#### GIVEN RECORDS
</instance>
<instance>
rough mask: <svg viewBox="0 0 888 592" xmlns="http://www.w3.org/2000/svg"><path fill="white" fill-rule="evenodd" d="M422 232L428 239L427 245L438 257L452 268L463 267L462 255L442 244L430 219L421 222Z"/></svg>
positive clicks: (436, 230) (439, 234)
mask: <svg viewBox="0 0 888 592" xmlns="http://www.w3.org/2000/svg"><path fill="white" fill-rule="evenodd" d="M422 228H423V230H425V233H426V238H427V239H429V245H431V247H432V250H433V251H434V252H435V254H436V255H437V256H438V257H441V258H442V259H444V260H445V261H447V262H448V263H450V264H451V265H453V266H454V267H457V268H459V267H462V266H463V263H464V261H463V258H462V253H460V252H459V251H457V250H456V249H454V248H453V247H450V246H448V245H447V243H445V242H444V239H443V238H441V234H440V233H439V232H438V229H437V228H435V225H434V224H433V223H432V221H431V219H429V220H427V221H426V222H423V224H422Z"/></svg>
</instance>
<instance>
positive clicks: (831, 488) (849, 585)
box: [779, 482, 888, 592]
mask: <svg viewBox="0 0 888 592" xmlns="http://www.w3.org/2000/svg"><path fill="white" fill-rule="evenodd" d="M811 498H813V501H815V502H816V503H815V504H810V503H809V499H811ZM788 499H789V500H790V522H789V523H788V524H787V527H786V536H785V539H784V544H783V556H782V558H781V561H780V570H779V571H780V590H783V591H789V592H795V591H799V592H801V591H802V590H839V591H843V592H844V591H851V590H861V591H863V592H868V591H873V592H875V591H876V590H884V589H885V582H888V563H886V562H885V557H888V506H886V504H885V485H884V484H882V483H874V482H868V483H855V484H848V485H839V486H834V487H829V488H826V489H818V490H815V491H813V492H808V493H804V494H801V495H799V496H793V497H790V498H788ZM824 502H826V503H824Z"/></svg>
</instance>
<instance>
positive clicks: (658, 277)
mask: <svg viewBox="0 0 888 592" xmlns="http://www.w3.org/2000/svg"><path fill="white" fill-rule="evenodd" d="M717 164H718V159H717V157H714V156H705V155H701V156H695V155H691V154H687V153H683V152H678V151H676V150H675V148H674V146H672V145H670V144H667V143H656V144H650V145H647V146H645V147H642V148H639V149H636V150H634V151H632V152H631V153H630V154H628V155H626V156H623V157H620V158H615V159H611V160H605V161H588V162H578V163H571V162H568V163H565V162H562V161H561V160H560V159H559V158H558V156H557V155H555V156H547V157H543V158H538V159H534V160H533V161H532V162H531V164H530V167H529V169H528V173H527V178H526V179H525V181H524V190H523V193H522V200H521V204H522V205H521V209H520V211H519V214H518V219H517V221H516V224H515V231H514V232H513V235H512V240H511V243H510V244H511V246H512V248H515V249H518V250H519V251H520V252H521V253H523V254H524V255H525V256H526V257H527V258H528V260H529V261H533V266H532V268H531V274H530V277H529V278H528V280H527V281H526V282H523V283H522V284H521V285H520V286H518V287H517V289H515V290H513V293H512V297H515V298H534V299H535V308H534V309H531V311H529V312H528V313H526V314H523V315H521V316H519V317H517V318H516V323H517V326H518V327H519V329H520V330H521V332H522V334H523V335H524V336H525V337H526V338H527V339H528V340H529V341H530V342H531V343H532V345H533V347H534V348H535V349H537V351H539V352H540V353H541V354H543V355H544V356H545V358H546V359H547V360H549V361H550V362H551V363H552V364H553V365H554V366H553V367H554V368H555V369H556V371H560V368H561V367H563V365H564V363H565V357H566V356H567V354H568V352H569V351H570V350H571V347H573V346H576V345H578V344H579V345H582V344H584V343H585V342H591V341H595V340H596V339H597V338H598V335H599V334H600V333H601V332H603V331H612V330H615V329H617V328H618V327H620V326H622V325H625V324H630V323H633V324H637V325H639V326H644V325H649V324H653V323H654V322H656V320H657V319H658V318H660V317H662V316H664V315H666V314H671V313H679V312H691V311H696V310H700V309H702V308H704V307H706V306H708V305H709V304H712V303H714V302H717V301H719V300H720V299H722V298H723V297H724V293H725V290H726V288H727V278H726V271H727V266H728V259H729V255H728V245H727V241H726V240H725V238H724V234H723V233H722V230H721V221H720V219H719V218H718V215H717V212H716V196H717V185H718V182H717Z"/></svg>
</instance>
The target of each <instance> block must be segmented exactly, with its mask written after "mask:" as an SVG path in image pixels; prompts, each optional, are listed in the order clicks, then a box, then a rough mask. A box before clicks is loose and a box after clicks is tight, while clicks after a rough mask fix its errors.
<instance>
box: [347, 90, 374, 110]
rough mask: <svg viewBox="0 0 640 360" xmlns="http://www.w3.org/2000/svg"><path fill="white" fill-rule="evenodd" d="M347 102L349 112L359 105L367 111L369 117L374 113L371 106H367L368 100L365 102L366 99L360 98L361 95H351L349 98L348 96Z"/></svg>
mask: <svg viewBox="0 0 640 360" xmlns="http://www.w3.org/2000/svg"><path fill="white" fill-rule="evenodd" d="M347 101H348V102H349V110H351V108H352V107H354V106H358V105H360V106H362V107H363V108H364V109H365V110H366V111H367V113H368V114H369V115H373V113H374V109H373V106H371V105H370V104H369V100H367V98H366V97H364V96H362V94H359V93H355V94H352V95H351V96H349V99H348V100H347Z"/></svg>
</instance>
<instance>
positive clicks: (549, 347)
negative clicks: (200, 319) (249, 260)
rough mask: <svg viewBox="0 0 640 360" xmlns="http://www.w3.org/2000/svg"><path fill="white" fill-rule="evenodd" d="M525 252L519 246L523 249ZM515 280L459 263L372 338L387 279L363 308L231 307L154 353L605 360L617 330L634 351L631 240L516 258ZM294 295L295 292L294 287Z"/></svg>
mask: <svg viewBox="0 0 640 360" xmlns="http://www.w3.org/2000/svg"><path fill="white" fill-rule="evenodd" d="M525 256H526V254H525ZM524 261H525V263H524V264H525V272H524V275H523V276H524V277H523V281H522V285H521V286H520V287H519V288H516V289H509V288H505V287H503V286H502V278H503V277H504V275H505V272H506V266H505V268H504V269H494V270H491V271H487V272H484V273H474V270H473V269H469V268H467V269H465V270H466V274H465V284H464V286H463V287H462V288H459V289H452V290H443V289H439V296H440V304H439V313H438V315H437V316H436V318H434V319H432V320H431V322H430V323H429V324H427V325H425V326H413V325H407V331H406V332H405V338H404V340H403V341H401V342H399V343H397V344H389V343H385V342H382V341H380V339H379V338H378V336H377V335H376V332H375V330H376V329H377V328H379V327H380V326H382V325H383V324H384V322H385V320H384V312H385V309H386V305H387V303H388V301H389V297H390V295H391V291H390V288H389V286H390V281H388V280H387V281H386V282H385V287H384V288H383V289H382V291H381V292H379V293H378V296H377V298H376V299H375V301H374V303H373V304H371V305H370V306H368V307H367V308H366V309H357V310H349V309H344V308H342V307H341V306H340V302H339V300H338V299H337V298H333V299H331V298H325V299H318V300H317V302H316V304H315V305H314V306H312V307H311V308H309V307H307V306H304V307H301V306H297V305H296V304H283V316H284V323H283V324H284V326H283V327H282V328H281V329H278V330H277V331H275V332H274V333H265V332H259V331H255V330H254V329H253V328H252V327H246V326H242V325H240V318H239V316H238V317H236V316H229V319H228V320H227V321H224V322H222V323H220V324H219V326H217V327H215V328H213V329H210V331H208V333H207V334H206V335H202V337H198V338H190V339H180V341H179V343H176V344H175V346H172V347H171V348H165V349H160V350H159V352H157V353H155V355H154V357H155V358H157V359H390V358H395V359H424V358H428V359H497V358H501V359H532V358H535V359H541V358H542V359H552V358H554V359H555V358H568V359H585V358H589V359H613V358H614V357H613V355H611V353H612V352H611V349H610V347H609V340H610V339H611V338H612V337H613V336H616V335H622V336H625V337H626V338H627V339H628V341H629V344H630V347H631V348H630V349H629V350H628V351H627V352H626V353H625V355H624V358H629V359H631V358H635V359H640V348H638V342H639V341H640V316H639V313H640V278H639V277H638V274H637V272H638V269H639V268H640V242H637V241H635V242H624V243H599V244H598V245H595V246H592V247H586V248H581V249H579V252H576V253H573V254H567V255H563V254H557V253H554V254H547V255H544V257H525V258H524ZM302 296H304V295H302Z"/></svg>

#### WHAT THE TASK REQUIRES
Beginning with the top line of the data above, output every line exactly until the one that contains "232L428 239L427 245L438", and include that one too.

#### SOLUTION TO THIS TASK
</instance>
<instance>
rough mask: <svg viewBox="0 0 888 592" xmlns="http://www.w3.org/2000/svg"><path fill="white" fill-rule="evenodd" d="M422 232L428 239L427 245L438 257L452 268L463 267L462 255L442 244L430 219L421 222Z"/></svg>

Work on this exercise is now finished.